* The request
Extract every line of the listing below verbatim, omitting the pictures.

Region labeling records:

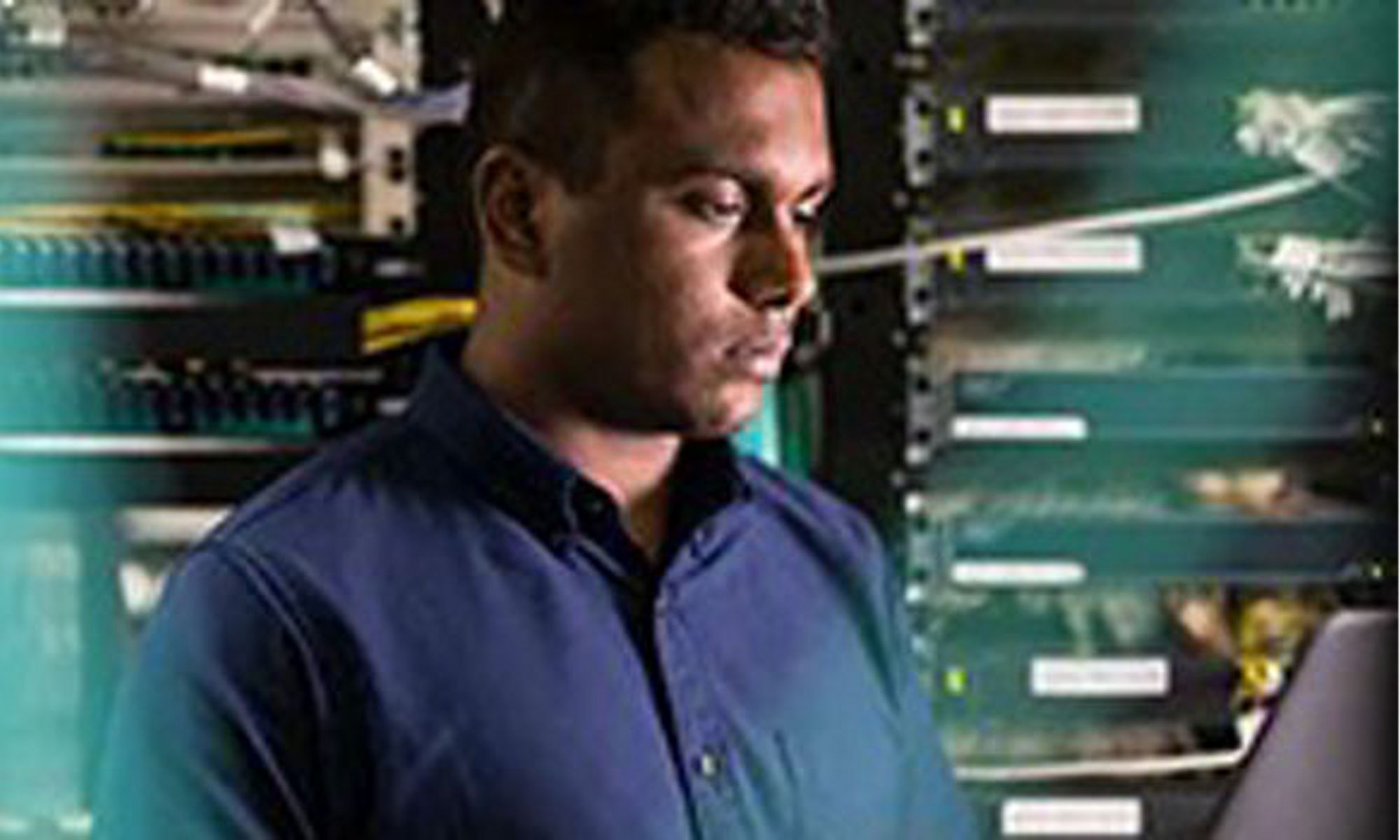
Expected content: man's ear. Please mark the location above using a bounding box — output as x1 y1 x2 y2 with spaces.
472 146 549 277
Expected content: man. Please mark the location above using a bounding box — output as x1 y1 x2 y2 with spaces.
97 0 970 840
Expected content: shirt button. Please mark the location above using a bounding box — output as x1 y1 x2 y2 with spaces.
696 749 724 781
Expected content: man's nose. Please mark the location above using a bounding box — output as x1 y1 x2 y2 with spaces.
739 218 816 311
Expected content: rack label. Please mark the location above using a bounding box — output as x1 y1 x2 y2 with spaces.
951 414 1089 441
952 559 1088 587
983 94 1142 134
987 235 1145 274
1001 797 1142 837
1030 657 1172 697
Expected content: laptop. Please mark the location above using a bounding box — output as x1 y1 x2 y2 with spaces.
1210 610 1397 840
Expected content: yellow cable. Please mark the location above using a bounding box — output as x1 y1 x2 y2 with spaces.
360 297 477 353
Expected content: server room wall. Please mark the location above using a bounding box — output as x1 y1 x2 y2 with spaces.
0 0 1396 837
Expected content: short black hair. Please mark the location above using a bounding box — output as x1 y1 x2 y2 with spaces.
468 0 832 190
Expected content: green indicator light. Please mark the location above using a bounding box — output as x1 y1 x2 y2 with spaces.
944 665 967 696
944 105 967 134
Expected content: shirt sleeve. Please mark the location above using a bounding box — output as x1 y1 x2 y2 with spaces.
94 545 330 839
860 517 977 840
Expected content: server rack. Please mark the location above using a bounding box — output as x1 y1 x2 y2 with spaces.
818 0 1396 837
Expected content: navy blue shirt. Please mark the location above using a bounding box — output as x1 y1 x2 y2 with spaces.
97 342 972 840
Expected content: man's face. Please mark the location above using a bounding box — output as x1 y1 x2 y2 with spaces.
529 35 832 437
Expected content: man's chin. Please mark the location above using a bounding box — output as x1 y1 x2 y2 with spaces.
686 386 763 438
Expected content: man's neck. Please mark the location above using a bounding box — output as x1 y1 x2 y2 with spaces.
461 333 680 559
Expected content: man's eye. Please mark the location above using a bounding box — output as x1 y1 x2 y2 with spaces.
685 195 748 224
792 204 826 232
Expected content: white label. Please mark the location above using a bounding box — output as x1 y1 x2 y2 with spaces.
267 224 321 256
1030 657 1172 697
1001 797 1142 837
952 560 1088 587
987 235 1145 274
952 414 1089 441
199 64 252 95
983 94 1142 134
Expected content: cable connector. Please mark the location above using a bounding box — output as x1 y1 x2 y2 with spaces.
1235 90 1386 181
350 56 399 99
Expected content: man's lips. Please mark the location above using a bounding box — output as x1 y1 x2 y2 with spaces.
727 333 792 379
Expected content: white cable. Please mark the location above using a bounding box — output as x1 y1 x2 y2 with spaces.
816 175 1327 276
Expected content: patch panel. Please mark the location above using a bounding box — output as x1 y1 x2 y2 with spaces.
0 228 417 294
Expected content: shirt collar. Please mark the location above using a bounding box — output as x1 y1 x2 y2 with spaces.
407 335 750 543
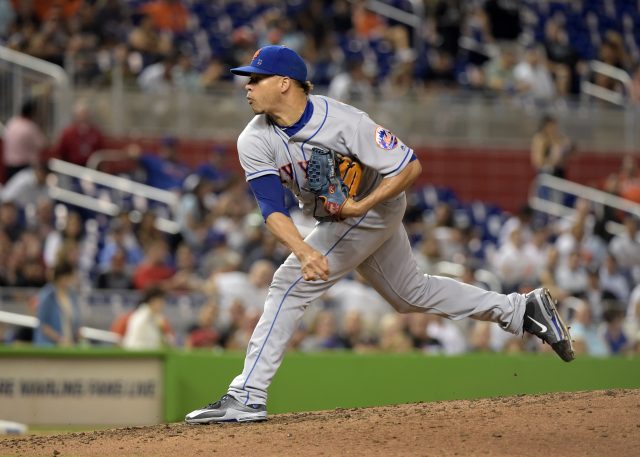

* Answer to this problem
Expected content: man's ear. Please mark the location above using a bounding box — output as x1 y1 x2 y2 with spaces.
472 146 549 277
Expected content: man. Please mark the location above using a bounding box — output as x1 y1 x2 y2 with spaces.
97 0 970 840
Expected content: shirt button. Please mark the location above using a bounding box — output as x1 y1 x2 y2 with spaces.
696 749 724 781
Expected content: man's nose. Please mark the location above using a bounding box — output as x1 y1 x2 y2 with spaces.
739 218 816 311
Expected content: rack label. Please mark the location above using a bounding box — output as x1 y1 x2 y2 with spaces.
951 414 1089 441
952 559 1088 587
983 94 1142 134
987 235 1145 274
1001 797 1142 837
1030 657 1172 697
Expected content: laptop. Please mark the location above using a bounding box — output as x1 y1 x2 y2 with spaces.
1210 610 1397 840
Expected content: yellow cable. Please mark the location above using a bounding box — output as x1 y1 x2 y2 with spaces.
360 297 477 353
Expected content: server room wall. Please mark the location above using a bounding box — output as x1 y1 x2 y2 with spaces.
0 0 1396 837
Expected content: short black hair. Please mark the location above using a bounding box — output as x1 y1 x2 y2 with spaces.
468 0 832 190
Expected content: green indicator light. Please mark the location above using a bounding box — output as x1 y1 x2 y2 with spaces.
944 665 967 696
944 105 967 134
Expected content: shirt sleeve. Please mark the location above using a bounding box — output as x1 y1 x2 y2 with spaces.
94 545 330 839
860 517 977 840
Expected content: server rack. Please mark the location above using a bounding box — output as x1 y1 x2 y2 with spaces.
818 0 1396 837
Expected content: navy blue shirt. Please mark the location above using a bounding box — output as x1 y1 x2 y2 with spaces.
97 342 972 840
Expected content: man's face. Please mark the location above using a bounding box — output as x1 y1 x2 y2 with spaces.
529 35 832 437
Expected content: man's chin. Please mark the location above using a bounding box — output as x1 y1 x2 y2 with spaces.
686 386 763 438
Expected content: man's neck. Please mark the location above using a bounding box — output as x1 y1 x2 y2 with spaces.
461 333 680 559
Expected content: man's eye. Please mark the location above using a bounding box — output as x1 y1 x2 y2 with spaces.
685 195 748 224
792 204 826 232
Expected content: white label. Please mark the location above using a bounding box — output as x1 y1 x2 y2 with spaces.
267 224 321 256
1030 657 1172 697
1001 797 1142 837
952 560 1088 587
987 235 1145 274
952 414 1089 441
199 64 252 95
983 94 1142 134
Expected content: cable connector. Please mark the location above using a bounding box — output as x1 y1 x2 y2 with spaces.
1235 90 1386 181
350 56 399 99
Expected content: man's lips. Please mark the location above using a bounding box — output as x1 y1 x2 y2 with spaces.
727 333 792 379
Expected content: white cable. Please mark the location above using a bounding box — output as x1 y1 x2 y2 with spaces.
816 175 1327 276
Expected content: patch panel. Please mark the location above using a bounding box — output as x1 y1 x2 y2 with spaces.
0 228 417 294
Expected content: shirt collar. Please mark the location above using a bounding box — output as x1 y1 x2 y2 with spaces.
407 335 750 543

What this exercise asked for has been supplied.